:: Records supplied

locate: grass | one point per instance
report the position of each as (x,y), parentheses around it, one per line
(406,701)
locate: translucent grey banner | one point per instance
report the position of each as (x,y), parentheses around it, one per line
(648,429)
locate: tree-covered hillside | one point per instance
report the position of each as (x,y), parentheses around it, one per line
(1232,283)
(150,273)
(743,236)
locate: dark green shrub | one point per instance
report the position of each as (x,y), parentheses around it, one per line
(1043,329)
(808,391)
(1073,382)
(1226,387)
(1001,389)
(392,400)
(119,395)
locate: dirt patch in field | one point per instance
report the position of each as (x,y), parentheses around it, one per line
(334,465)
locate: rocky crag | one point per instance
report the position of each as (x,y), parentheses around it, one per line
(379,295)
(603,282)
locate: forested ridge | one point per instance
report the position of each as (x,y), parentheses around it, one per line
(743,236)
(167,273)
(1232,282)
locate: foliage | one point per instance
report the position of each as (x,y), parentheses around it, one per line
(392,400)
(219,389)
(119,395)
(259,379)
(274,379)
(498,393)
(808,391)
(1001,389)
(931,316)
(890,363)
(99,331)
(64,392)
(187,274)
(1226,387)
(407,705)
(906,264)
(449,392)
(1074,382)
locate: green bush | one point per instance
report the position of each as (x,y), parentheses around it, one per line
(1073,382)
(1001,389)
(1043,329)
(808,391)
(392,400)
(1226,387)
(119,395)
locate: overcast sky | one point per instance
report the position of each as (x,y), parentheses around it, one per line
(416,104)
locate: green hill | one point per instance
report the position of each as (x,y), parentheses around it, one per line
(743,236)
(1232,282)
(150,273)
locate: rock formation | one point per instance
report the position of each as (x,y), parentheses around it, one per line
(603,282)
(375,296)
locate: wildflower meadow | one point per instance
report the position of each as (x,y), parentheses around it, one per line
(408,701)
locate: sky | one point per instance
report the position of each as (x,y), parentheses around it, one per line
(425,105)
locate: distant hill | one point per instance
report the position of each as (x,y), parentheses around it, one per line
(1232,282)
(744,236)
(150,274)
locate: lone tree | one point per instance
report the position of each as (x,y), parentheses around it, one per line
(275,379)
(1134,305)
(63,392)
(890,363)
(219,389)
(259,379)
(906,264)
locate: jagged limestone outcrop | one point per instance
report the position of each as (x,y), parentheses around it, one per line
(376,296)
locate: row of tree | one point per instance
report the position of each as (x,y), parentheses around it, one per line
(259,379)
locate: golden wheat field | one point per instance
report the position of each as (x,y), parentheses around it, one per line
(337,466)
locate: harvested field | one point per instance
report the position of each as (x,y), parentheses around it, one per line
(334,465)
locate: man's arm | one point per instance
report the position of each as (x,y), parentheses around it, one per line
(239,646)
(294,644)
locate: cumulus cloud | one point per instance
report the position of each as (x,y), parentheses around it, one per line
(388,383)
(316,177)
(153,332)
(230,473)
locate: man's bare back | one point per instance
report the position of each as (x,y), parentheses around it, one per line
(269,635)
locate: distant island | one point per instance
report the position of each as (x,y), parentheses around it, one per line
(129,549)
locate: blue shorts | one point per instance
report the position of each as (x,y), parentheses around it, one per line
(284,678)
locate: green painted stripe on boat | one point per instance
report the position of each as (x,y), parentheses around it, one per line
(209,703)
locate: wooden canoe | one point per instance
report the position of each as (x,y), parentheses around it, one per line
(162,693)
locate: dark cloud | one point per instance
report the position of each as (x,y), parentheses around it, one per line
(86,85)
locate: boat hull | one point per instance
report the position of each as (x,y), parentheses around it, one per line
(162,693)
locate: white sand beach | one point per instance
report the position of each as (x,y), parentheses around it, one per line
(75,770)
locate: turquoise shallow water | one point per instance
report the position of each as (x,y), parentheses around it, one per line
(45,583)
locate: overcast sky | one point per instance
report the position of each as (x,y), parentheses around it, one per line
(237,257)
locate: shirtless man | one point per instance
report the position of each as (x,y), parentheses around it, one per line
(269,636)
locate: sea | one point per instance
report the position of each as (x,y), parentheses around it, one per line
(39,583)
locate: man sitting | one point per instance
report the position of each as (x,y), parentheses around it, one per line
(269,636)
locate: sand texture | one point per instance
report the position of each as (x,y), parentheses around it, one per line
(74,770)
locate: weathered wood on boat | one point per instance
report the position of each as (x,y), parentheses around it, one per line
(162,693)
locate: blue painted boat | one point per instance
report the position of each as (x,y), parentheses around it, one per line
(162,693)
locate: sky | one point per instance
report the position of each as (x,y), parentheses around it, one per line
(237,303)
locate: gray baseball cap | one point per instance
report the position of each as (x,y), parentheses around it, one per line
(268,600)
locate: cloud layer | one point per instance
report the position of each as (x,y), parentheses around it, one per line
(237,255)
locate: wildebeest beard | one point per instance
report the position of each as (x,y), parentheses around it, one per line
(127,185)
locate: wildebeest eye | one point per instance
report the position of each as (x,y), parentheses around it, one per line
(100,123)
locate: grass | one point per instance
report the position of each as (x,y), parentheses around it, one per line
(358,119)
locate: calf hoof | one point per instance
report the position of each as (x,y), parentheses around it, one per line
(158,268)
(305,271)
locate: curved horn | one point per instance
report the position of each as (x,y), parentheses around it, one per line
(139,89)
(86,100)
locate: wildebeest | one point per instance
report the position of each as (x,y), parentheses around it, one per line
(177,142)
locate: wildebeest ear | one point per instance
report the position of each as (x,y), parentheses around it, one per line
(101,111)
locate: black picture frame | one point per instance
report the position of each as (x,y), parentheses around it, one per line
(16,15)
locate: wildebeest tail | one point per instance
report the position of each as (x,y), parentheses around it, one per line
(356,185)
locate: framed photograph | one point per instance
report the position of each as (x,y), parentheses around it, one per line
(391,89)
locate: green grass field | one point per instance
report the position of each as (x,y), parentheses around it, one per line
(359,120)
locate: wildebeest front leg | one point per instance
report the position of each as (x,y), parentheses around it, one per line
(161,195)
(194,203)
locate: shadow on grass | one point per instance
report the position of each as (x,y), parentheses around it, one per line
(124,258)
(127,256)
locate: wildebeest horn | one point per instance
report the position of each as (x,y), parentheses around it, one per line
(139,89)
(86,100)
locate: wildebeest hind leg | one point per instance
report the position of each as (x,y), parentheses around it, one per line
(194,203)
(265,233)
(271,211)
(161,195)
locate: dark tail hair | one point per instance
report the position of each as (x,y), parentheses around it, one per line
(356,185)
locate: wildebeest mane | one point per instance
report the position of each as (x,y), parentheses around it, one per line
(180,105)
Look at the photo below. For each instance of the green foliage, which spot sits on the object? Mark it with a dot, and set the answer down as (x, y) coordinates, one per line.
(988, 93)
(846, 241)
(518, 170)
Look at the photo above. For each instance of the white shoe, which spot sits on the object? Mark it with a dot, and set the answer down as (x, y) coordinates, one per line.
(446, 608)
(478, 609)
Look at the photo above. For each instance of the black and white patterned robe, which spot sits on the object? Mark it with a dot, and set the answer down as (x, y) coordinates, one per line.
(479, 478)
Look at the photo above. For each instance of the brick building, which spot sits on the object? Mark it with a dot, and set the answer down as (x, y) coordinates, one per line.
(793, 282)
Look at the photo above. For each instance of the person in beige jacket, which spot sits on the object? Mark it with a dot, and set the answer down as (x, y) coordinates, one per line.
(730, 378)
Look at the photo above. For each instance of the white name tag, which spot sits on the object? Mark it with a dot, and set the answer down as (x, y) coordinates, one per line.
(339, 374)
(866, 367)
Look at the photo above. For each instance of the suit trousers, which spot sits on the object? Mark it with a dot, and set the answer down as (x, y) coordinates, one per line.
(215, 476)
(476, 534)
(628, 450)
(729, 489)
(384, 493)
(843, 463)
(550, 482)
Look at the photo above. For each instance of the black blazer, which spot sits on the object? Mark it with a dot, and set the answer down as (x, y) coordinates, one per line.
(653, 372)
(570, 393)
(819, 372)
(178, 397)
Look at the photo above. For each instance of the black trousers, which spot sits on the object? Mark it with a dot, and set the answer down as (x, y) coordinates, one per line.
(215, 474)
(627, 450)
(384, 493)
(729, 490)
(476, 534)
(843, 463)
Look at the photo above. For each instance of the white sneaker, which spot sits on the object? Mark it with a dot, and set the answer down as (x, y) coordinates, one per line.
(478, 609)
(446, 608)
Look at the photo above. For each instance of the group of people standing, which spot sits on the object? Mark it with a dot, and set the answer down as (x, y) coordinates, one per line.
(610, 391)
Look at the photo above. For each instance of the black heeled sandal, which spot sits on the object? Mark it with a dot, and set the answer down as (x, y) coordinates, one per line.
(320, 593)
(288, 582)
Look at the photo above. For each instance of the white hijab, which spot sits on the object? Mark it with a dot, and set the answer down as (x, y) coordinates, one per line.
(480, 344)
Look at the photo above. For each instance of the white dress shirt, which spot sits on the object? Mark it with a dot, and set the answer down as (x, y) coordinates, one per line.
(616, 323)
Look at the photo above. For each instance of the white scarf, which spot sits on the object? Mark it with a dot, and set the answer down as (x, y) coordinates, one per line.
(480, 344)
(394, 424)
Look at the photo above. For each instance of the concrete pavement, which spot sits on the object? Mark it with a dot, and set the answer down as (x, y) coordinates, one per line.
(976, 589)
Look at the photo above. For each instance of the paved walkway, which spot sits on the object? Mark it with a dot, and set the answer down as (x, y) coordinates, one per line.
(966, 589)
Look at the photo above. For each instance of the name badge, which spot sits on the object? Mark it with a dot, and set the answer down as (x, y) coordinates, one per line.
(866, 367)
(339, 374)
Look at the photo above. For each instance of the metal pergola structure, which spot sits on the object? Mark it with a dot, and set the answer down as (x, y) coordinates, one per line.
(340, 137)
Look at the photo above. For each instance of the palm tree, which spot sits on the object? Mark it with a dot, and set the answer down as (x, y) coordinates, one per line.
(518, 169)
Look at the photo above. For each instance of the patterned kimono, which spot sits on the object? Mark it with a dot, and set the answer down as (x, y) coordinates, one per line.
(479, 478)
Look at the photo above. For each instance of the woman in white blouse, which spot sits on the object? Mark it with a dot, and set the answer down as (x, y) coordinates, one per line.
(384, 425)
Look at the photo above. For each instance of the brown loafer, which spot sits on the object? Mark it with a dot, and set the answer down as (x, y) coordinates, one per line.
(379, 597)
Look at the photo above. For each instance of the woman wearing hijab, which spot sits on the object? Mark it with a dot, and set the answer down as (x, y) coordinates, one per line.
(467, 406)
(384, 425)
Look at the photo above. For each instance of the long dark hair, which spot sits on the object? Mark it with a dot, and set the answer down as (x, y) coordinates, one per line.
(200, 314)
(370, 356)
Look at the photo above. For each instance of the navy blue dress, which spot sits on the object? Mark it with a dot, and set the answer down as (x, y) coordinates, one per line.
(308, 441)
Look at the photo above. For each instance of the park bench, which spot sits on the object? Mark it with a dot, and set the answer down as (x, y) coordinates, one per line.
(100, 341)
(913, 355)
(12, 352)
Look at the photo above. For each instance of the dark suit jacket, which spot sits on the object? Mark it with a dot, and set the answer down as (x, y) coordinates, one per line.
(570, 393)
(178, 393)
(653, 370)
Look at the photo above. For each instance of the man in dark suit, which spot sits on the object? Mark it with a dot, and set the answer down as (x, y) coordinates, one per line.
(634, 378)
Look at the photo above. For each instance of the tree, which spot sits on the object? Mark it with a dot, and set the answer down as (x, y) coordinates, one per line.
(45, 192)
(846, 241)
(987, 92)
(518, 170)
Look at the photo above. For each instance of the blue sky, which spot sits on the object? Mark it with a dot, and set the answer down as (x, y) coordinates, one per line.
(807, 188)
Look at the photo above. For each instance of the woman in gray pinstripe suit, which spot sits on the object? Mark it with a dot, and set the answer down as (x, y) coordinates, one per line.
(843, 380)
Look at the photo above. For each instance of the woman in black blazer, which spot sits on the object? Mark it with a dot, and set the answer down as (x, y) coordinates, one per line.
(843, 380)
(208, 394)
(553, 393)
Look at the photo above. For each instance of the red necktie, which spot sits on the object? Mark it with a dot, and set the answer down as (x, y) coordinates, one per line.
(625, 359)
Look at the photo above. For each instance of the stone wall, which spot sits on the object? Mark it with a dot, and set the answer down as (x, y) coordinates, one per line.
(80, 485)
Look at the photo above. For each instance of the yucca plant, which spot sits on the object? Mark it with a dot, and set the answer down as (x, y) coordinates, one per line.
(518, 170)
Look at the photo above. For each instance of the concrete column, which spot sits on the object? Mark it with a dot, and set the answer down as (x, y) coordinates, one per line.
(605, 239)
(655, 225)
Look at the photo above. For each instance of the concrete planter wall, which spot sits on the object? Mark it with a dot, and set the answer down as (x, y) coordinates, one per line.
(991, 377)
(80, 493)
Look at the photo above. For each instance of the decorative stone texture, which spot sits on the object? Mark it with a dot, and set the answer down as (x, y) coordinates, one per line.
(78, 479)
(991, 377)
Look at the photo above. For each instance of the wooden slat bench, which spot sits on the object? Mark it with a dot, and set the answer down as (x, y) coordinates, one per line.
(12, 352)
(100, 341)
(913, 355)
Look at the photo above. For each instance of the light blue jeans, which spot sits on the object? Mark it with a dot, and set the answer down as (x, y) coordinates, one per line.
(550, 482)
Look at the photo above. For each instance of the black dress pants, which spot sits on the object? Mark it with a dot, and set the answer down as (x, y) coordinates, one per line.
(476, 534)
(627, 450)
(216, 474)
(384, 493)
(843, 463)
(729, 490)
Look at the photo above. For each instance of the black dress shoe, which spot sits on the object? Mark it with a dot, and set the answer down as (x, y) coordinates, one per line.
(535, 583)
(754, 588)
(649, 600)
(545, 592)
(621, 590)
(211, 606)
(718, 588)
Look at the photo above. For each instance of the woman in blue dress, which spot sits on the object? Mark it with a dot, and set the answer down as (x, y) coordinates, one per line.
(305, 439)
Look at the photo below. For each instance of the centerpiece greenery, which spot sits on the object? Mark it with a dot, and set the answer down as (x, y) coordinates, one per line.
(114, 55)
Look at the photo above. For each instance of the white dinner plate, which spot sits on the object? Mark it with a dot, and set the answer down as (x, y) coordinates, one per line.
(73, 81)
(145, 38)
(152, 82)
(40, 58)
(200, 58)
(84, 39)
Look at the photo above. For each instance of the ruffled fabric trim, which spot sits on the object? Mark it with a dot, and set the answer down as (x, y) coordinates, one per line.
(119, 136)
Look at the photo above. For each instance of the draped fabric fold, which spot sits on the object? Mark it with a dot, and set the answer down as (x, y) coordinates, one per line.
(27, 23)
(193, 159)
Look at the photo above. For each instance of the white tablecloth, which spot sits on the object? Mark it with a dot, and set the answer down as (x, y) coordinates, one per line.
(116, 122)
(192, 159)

::::

Task: State the number of lines in the records that contain the string "painted", and nothing more.

Exercise response: 2